■ Saved entries:

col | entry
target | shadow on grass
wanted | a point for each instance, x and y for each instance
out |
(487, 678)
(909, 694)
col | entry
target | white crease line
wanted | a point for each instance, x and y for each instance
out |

■ Work to be completed: Repeat the data in its entirety, character for character.

■ Answer to the exercise:
col | entry
target | shadow on grass
wanted | a point for each instance, x and y for each instance
out |
(487, 678)
(909, 694)
col | entry
target | white crease line
wanted | a point for each instance, x and y for each instance
out |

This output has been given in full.